(Source data)

## begin

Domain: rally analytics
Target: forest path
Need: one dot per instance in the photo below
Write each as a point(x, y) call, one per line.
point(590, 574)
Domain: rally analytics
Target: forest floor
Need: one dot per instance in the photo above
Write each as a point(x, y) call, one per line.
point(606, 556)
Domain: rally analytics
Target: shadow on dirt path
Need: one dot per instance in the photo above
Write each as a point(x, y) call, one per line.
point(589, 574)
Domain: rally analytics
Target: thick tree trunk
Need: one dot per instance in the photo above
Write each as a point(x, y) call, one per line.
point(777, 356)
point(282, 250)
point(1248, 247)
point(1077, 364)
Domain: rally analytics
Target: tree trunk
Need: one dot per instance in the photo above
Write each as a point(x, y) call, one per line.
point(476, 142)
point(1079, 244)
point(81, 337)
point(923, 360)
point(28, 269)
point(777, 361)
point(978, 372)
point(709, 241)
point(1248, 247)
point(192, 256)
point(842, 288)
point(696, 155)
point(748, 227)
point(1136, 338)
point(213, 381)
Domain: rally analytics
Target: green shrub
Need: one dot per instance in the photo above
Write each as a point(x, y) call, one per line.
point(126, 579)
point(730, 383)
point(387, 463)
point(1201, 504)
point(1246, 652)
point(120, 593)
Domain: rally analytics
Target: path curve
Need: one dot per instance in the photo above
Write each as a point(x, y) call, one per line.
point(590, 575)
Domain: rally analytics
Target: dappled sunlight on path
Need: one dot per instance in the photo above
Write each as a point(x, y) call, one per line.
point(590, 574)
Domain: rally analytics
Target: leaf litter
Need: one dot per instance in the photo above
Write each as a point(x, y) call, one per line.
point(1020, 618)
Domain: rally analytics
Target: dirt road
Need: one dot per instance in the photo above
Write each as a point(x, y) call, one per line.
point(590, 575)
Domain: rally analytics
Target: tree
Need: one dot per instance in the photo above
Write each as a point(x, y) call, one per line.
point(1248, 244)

## end

Rewrite every line of the records above as a JSON list of strings, with one string per line. Leave out any blank lines.

SOLUTION TO THE EXERCISE -
[
  "Domain: rally analytics",
  "Target: forest path",
  "Need: one dot per instance in the photo below",
  "Write each as a point(x, y) call, one per line.",
  "point(590, 574)",
  "Domain: rally analytics",
  "Target: forest floor",
  "Need: one dot per instance in the photo above",
  "Write each as a point(x, y) call, one per line.",
  "point(606, 556)",
  "Domain: rally analytics",
  "Target: shadow on dirt path",
  "Need: one dot per instance in the photo above",
  "Write each as a point(x, y) call, one per line.",
  "point(589, 574)",
  "Domain: rally analytics",
  "Target: thick tree trunk",
  "Need: one dot per instance in the photo above",
  "Write each as a point(x, y) call, one per line.",
  "point(777, 356)",
  "point(282, 250)",
  "point(1248, 247)",
  "point(1077, 364)",
  "Domain: rally analytics",
  "Target: tree trunk",
  "Need: one dot per instance in the photo above",
  "Write each as a point(x, y) call, one per line.",
  "point(476, 142)",
  "point(1079, 244)",
  "point(81, 337)",
  "point(923, 360)",
  "point(28, 269)",
  "point(777, 361)",
  "point(978, 372)",
  "point(709, 241)",
  "point(1248, 247)",
  "point(192, 256)",
  "point(842, 288)",
  "point(696, 155)",
  "point(748, 227)",
  "point(1136, 338)",
  "point(213, 381)",
  "Domain: rally analytics",
  "Target: green shrub",
  "Need: one dot per instance in the photo above",
  "Write each as a point(x, y) call, one per line.",
  "point(126, 579)",
  "point(730, 383)",
  "point(387, 463)",
  "point(1201, 504)",
  "point(1246, 652)",
  "point(120, 593)",
  "Domain: rally analytics",
  "Target: path curve",
  "Need: one dot per instance in the photo above",
  "Write each as a point(x, y) call, one per line.",
  "point(590, 575)",
  "Domain: rally analytics",
  "Target: dappled sunlight on path",
  "Need: one dot per instance in the photo above",
  "Write each as a point(x, y) call, one per line.",
  "point(590, 574)",
  "Domain: rally analytics",
  "Target: leaf litter",
  "Need: one dot per instance in the photo above",
  "Write each as a point(x, y) call, one per line.",
  "point(1020, 618)",
  "Domain: rally analytics",
  "Target: dirt road",
  "Need: one dot per instance in the photo above",
  "Write each as a point(x, y) call, one per line.",
  "point(590, 575)",
  "Domain: rally analytics",
  "Target: tree",
  "Need: one dot per instance in the photo above",
  "Write each as a point(x, y) call, one per line.",
  "point(1248, 244)"
]